**Exercise directions**
Reproduce verbatim the final portion of the material below, from the line containing "Isolate shirt sleeve in the frame." through its last line, and nothing else.

[Entries for bounding box labeling]
○ ○ ○ ○
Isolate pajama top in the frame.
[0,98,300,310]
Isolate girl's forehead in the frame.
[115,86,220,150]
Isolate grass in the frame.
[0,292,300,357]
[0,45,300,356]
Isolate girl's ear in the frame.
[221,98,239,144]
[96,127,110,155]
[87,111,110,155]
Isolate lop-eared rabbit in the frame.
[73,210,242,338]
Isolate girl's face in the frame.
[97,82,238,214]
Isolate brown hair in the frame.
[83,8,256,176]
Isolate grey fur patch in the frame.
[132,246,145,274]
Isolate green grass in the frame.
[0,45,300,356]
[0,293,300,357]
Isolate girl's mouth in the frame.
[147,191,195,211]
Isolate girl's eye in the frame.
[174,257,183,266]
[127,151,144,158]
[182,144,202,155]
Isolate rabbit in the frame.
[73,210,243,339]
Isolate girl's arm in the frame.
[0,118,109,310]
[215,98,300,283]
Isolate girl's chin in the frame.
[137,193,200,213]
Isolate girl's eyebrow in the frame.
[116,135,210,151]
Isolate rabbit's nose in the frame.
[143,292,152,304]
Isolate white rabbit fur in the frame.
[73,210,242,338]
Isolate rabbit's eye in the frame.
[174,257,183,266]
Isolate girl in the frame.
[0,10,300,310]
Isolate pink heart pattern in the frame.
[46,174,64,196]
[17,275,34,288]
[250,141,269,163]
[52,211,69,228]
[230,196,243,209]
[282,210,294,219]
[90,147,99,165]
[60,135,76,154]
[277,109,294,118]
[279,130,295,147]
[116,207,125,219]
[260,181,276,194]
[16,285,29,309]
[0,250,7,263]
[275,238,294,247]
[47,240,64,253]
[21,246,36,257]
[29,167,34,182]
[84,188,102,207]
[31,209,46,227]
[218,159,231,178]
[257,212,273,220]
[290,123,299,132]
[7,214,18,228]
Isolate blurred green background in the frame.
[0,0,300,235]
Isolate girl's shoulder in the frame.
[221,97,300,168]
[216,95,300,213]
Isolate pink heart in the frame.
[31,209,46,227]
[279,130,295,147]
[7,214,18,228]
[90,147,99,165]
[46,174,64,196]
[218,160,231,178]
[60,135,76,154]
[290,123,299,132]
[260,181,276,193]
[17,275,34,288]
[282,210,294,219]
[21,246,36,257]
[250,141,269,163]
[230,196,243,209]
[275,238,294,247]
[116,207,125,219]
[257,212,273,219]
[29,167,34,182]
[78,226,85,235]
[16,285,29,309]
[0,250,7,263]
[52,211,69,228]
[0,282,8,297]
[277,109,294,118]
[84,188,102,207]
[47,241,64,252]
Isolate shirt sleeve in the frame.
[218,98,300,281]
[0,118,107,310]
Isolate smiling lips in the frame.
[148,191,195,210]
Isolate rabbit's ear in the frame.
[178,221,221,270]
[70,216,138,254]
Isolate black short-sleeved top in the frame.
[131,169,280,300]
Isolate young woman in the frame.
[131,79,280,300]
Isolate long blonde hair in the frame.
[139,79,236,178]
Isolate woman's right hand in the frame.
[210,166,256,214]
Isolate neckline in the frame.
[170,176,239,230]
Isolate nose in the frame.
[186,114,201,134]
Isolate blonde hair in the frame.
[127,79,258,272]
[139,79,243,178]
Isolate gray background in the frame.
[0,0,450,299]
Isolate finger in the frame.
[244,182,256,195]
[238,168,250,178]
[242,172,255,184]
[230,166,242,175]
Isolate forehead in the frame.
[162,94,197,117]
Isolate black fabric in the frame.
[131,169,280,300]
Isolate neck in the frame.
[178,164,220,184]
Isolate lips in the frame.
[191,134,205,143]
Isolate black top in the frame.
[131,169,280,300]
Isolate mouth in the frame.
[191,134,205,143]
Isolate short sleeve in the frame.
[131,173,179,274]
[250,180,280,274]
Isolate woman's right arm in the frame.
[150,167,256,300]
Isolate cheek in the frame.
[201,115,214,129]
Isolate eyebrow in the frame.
○ ○ ○ ○
**Task output**
Isolate shirt sleeve in the frame.
[218,98,300,281]
[0,118,107,310]
Isolate smiling lips in the frame.
[148,191,195,210]
Isolate rabbit's ear in the frame.
[178,221,221,270]
[70,216,138,254]
Isolate black short-sleeved top in the frame.
[131,169,280,300]
Isolate young woman in the frame.
[131,79,280,300]
Isolate long blonde hair in the frame.
[139,79,236,178]
Isolate woman's right hand in the frame.
[210,166,256,214]
Isolate neckline in the frame.
[170,176,239,230]
Isolate nose in the frame.
[186,114,201,134]
Isolate blonde hair in the frame.
[127,79,258,272]
[139,79,243,178]
Isolate gray background in the frame.
[0,0,450,299]
Isolate finger in the frame.
[244,182,256,195]
[238,168,250,178]
[242,172,255,184]
[230,166,242,175]
Isolate forehead in the frame.
[162,94,197,117]
Isolate black fabric in the frame.
[131,169,280,300]
Isolate neck in the frame.
[178,164,220,184]
Isolate lips in the frame.
[191,134,205,143]
Isolate black top in the frame.
[131,169,280,300]
Isolate mouth in the frame.
[191,134,205,143]
Isolate short sleeve in the frame.
[131,173,179,274]
[250,180,280,274]
Isolate woman's right arm in the frame.
[150,167,256,300]
Isolate cheek in the frame.
[201,115,214,129]
Isolate eyebrow in the frame.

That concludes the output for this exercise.